● Text extract:
** Begin **
The foregoing and other features and advantages of the present invention will be apparent from the following more particular description of the preferred embodiments of the invention, as illustrated in the accompanying drawings.
The subject matter, which is regarded as the invention, is particularly pointed out and distinctly claimed in the claims at the conclusion of the specification. The foregoing and other features and also the advantages of the invention will be apparent from the following detailed description taken in conjunction with the accompanying drawings. Additionally, the left-most digit of a reference number identifies the drawing in which the reference number first appears.
Briefly, according to an embodiment of the present invention, a method, computer system and computer program product for defraying taxes on conversion of a traditional IRA to a Roth IRA are disclosed. The present invention addresses the deficiencies of the prior art by providing a method for defraying taxes on a traditional-to-Roth conversion, without significantly reducing the principal of the IRA or utilizing significant out-pocket monies from regular income or personal savings. Specifically, the present invention combines the benefits of a new U.S. law and the advantages of a bonus annuity to automatically pay all or substantially all of the taxes on a traditional-to-Roth conversion, thereby effectuating an easy and seamless conversion process. Taxes on the conversion of a traditional IRA to a Roth IRA are paid from the bonus provided by a bonus annuity and potentially from earnings of the bonus annuity. The present invention is advantageous because it allows an investor to significantly maintain the size of the principal of the IRA during conversion without requiring the investor to outlay significant out-of-pocket monies, thereby making the traditional-to-Roth conversion more palatable to the investor.
** End **
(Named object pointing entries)
** Begin **
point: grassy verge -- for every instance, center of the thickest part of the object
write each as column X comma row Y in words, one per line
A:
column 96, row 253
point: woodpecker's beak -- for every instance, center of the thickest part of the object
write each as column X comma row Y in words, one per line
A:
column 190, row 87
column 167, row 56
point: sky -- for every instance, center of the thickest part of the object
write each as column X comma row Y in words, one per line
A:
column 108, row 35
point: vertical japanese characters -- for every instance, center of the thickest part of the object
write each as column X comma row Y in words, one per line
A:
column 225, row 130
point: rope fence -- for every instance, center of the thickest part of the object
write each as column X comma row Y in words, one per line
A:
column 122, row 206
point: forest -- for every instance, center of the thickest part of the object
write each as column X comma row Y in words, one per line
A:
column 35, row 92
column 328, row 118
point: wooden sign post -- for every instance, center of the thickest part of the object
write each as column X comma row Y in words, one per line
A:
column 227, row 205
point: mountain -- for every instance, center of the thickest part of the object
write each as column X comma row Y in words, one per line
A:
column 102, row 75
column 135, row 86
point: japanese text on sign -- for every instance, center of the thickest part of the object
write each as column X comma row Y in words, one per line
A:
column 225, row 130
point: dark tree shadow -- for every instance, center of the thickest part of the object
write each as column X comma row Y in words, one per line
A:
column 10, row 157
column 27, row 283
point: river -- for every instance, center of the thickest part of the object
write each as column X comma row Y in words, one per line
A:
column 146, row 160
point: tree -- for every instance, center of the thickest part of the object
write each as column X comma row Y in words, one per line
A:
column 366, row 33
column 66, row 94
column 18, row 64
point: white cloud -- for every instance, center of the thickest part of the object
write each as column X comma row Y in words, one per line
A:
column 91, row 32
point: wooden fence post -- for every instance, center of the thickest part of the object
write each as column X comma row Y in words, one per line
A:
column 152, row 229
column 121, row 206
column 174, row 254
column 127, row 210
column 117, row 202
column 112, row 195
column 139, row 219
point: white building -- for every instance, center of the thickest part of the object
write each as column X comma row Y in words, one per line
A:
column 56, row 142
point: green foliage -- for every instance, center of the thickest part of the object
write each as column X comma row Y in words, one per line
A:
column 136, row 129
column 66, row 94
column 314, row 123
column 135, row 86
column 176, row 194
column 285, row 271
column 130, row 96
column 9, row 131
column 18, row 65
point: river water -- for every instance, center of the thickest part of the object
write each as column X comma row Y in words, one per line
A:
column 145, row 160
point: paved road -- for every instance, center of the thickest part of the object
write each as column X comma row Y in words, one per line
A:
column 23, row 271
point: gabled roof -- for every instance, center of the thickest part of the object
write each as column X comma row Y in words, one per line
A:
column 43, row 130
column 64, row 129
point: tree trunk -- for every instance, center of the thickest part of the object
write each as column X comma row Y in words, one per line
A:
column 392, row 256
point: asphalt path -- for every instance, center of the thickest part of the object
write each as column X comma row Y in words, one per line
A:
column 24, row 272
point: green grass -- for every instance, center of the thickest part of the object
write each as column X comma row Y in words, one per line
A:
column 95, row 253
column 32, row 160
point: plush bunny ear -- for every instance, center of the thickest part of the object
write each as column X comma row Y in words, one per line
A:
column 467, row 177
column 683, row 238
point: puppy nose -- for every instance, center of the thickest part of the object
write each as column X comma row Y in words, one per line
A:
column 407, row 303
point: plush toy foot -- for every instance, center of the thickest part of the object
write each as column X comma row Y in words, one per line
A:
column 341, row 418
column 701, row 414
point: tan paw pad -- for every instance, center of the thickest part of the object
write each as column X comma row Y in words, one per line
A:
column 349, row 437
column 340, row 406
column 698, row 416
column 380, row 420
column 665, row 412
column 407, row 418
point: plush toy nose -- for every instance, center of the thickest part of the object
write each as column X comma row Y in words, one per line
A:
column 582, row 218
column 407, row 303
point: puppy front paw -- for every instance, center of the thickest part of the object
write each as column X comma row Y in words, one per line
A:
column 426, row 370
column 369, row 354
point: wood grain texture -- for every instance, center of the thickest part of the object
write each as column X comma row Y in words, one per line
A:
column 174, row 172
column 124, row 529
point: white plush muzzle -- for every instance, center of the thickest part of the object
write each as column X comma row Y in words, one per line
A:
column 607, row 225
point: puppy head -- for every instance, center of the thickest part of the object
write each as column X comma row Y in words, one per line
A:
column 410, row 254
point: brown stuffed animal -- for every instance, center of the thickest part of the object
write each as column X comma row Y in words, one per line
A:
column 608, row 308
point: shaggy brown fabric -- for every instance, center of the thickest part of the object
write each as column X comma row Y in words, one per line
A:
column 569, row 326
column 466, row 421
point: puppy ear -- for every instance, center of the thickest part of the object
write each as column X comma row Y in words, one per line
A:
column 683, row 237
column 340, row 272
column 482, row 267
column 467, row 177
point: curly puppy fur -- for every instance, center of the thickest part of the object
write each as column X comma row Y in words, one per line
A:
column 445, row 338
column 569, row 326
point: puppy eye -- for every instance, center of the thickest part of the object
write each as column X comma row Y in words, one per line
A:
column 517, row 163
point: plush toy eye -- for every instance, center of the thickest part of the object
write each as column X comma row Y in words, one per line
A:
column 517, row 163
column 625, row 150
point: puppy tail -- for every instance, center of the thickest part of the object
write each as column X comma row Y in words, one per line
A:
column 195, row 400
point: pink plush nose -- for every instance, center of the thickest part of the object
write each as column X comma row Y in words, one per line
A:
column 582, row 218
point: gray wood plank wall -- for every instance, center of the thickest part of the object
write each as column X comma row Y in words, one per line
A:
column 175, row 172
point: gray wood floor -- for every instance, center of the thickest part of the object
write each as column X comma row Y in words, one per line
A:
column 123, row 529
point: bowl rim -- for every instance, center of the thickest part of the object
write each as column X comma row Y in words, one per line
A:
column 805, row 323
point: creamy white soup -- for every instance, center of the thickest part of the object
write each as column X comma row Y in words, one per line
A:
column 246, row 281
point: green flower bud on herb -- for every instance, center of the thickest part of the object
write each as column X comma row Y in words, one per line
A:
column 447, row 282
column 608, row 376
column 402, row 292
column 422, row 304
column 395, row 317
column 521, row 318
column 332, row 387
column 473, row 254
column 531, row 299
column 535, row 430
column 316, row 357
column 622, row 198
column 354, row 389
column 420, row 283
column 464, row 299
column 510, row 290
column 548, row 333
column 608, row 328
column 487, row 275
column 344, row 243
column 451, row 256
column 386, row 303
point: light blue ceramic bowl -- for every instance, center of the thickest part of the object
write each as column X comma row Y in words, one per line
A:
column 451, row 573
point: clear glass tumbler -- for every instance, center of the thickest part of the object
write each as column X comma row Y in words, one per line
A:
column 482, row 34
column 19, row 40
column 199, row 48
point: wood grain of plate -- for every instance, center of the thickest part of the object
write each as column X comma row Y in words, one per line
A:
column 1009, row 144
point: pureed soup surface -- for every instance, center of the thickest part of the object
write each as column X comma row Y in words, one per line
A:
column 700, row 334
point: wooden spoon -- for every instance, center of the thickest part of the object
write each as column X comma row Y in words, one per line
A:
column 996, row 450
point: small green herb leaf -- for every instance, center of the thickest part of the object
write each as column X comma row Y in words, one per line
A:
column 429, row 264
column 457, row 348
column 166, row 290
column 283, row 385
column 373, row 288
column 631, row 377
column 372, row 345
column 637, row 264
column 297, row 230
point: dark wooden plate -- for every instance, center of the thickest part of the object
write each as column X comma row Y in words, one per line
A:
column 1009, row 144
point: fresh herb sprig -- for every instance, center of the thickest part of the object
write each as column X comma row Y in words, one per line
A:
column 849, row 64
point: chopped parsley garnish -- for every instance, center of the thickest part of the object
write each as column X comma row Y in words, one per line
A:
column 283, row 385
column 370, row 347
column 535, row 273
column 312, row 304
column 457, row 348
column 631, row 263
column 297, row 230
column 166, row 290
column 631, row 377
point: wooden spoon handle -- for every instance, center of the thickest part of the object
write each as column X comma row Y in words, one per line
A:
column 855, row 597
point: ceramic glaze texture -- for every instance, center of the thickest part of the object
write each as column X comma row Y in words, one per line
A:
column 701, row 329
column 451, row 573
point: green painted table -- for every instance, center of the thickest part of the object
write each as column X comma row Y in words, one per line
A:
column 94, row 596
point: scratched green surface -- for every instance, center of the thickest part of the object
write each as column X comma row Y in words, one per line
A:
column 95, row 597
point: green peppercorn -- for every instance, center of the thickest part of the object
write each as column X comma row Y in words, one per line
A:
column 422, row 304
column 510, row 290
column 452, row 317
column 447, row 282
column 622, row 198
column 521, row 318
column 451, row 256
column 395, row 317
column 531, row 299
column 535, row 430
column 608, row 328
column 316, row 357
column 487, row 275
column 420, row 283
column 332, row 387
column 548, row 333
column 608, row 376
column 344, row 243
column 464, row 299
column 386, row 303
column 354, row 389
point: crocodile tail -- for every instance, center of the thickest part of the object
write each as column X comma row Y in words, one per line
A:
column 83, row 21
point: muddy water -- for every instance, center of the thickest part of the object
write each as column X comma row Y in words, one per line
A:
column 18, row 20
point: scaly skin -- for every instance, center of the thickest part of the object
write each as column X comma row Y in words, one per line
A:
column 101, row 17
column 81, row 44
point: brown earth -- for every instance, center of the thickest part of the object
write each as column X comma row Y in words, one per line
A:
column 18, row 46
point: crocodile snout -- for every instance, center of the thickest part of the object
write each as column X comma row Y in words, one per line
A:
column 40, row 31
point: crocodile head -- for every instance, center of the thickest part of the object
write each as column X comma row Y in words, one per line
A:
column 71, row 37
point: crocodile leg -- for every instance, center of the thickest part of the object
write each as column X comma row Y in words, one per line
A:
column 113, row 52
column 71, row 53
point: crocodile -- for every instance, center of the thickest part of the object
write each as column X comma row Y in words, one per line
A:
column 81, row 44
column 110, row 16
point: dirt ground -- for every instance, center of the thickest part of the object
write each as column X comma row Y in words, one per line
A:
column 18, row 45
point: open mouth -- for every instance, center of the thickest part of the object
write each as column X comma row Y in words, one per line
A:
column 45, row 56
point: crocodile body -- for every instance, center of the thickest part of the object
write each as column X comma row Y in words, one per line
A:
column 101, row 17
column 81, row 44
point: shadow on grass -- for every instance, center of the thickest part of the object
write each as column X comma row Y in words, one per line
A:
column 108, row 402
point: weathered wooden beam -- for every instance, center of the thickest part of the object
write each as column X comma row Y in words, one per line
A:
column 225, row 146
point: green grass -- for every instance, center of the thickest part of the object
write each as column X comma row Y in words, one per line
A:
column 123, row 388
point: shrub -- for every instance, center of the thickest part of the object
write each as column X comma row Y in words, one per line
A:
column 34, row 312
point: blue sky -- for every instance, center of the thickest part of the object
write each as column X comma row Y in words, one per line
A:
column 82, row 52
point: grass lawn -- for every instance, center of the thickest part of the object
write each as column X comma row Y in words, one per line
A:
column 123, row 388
** End **
● Description of the task:
Return the full IRA conversion text word for word.

● The result:
The foregoing and other features and advantages of the present invention will be apparent from the following more particular description of the preferred embodiments of the invention, as illustrated in the accompanying drawings.
The subject matter, which is regarded as the invention, is particularly pointed out and distinctly claimed in the claims at the conclusion of the specification. The foregoing and other features and also the advantages of the invention will be apparent from the following detailed description taken in conjunction with the accompanying drawings. Additionally, the left-most digit of a reference number identifies the drawing in which the reference number first appears.
Briefly, according to an embodiment of the present invention, a method, computer system and computer program product for defraying taxes on conversion of a traditional IRA to a Roth IRA are disclosed. The present invention addresses the deficiencies of the prior art by providing a method for defraying taxes on a traditional-to-Roth conversion, without significantly reducing the principal of the IRA or utilizing significant out-pocket monies from regular income or personal savings. Specifically, the present invention combines the benefits of a new U.S. law and the advantages of a bonus annuity to automatically pay all or substantially all of the taxes on a traditional-to-Roth conversion, thereby effectuating an easy and seamless conversion process. Taxes on the conversion of a traditional IRA to a Roth IRA are paid from the bonus provided by a bonus annuity and potentially from earnings of the bonus annuity. The present invention is advantageous because it allows an investor to significantly maintain the size of the principal of the IRA during conversion without requiring the investor to outlay significant out-of-pocket monies, thereby making the traditional-to-Roth conversion more palatable to the investor.